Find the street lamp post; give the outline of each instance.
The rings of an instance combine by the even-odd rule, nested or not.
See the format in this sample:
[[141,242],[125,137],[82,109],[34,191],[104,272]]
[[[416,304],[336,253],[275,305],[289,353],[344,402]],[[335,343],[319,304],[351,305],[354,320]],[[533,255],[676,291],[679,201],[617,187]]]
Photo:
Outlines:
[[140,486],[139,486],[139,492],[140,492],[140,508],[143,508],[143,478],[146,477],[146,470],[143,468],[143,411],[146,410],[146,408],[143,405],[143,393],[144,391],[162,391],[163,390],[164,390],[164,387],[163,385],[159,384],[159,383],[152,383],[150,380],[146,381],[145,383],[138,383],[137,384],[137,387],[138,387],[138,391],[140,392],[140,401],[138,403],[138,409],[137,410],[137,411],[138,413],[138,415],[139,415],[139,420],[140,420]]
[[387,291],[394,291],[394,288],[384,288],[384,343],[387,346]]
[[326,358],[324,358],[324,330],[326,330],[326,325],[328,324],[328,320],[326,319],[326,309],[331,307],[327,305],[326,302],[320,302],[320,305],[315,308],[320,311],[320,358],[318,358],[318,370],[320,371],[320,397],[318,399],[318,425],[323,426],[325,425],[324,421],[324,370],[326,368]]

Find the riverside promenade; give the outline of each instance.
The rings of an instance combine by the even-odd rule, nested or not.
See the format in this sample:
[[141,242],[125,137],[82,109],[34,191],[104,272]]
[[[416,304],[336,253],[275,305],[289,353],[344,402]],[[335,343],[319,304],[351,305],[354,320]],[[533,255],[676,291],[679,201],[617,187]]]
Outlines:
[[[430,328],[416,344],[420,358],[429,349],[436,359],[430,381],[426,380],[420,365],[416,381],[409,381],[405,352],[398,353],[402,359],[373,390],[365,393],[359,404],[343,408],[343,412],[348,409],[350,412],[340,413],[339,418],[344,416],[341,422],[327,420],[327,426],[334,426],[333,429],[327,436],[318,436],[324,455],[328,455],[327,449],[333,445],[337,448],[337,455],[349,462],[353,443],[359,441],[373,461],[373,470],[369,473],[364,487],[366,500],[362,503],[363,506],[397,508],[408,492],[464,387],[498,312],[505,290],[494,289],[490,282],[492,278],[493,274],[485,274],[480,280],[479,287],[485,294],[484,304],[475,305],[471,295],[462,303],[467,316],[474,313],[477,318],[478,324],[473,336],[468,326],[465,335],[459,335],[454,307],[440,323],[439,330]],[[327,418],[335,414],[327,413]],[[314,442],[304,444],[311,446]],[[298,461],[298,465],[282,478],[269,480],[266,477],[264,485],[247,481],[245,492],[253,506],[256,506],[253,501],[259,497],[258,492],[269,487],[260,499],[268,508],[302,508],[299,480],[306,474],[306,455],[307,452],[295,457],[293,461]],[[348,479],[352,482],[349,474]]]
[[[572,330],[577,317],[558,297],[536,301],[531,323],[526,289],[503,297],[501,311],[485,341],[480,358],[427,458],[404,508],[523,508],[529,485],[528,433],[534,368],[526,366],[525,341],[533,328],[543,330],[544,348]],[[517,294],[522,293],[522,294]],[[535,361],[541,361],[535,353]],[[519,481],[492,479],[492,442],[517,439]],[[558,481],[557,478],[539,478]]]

> PROMPT
Write down the full listing again, exactly.

> RESULT OF THE TASK
Find the street lamp post; give the outline of each instance.
The rings of an instance combine by the even-odd rule, nested or not.
See the format in this sample:
[[141,242],[125,137],[82,109],[34,191],[104,272]]
[[[416,304],[336,253],[275,305],[289,353],[344,402]],[[335,343],[319,304],[351,305],[354,320]],[[533,255],[676,291],[679,201],[617,187]]]
Photo:
Outlines:
[[140,486],[139,486],[139,492],[140,492],[140,508],[143,508],[143,478],[146,477],[146,470],[143,468],[143,411],[146,410],[146,408],[143,405],[143,393],[144,391],[162,391],[163,390],[164,390],[164,387],[163,385],[159,384],[159,383],[152,383],[150,380],[146,381],[145,383],[138,383],[137,384],[137,387],[138,387],[138,391],[140,392],[140,401],[138,403],[138,409],[137,410],[137,411],[138,413],[138,415],[139,415],[139,420],[140,420]]
[[387,291],[394,291],[394,288],[384,288],[384,343],[387,346]]
[[326,358],[324,358],[324,330],[326,330],[326,325],[328,324],[328,320],[326,319],[326,309],[331,307],[327,305],[326,302],[320,302],[320,305],[315,308],[320,311],[320,358],[318,358],[318,370],[320,371],[320,397],[318,399],[318,425],[323,426],[325,425],[324,421],[324,370],[326,368]]

Find the riverside promenade; give the outline of each instance.
The rings of an instance combine by the even-odd rule, nested or not.
See the format in this sample:
[[141,242],[125,137],[82,109],[34,191],[104,272]]
[[[416,304],[336,253],[275,305],[289,353],[344,402]],[[335,343],[319,304],[351,305],[354,320]],[[533,255],[676,291],[679,201],[617,187]]]
Outlines:
[[[430,328],[416,344],[420,358],[429,349],[436,359],[430,381],[426,380],[420,365],[416,381],[409,381],[405,352],[398,353],[402,359],[373,390],[365,393],[359,404],[343,408],[343,412],[348,409],[350,412],[340,413],[339,418],[344,416],[341,422],[327,420],[327,426],[334,426],[333,429],[327,436],[318,436],[324,455],[328,455],[327,449],[333,445],[337,448],[337,455],[349,462],[353,443],[359,441],[373,461],[373,470],[369,473],[364,487],[366,500],[362,503],[363,506],[397,508],[408,492],[464,387],[498,312],[505,290],[494,289],[490,282],[492,278],[493,274],[485,274],[480,280],[479,287],[485,294],[484,304],[475,305],[471,295],[462,303],[467,316],[474,313],[477,318],[478,324],[473,336],[468,326],[465,335],[459,335],[454,307],[440,323],[439,330]],[[327,418],[335,414],[327,413]],[[314,442],[304,444],[311,446]],[[298,461],[298,465],[282,478],[269,480],[266,477],[264,485],[247,481],[245,492],[253,506],[256,506],[253,501],[259,497],[258,492],[269,487],[260,499],[268,508],[302,508],[299,480],[306,474],[306,455],[307,452],[295,457],[293,461]],[[348,479],[352,482],[349,474]]]
[[[572,330],[577,317],[558,297],[536,301],[531,323],[526,289],[503,297],[501,311],[485,341],[480,358],[427,458],[404,508],[523,508],[529,485],[528,433],[534,368],[526,366],[525,341],[533,328],[543,330],[544,348]],[[517,294],[522,293],[522,294]],[[535,361],[541,361],[535,353]],[[519,481],[492,479],[492,442],[517,439]],[[558,481],[557,478],[539,478]]]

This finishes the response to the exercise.